<<<<

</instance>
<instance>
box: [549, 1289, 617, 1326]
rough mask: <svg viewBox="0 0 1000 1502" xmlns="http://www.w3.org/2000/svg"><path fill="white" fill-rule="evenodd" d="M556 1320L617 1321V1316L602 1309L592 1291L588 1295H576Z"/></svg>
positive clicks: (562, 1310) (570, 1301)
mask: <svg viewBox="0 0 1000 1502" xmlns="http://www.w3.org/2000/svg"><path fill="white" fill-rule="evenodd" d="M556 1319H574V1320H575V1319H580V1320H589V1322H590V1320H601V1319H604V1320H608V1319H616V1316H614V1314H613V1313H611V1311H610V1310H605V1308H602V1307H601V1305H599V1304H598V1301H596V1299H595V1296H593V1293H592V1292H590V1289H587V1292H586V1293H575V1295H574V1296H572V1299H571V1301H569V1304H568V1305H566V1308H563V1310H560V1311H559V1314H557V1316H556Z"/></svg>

>>>>

*Problem description*:
Reproduce every one of the lines above verbatim, character for character.

*The completed task*:
</instance>
<instance>
box: [549, 1289, 617, 1326]
rough mask: <svg viewBox="0 0 1000 1502" xmlns="http://www.w3.org/2000/svg"><path fill="white" fill-rule="evenodd" d="M556 1320L617 1321V1316L602 1309L592 1291L588 1295H576Z"/></svg>
positive clicks: (562, 1310) (570, 1301)
mask: <svg viewBox="0 0 1000 1502" xmlns="http://www.w3.org/2000/svg"><path fill="white" fill-rule="evenodd" d="M556 1319H574V1320H575V1319H580V1320H589V1322H590V1320H601V1319H604V1320H608V1319H616V1316H614V1314H613V1313H611V1311H610V1310H605V1308H602V1307H601V1305H599V1304H598V1301H596V1299H595V1296H593V1293H592V1292H590V1289H587V1292H586V1293H575V1295H574V1296H572V1299H571V1301H569V1304H568V1305H566V1308H563V1310H560V1311H559V1314H557V1316H556Z"/></svg>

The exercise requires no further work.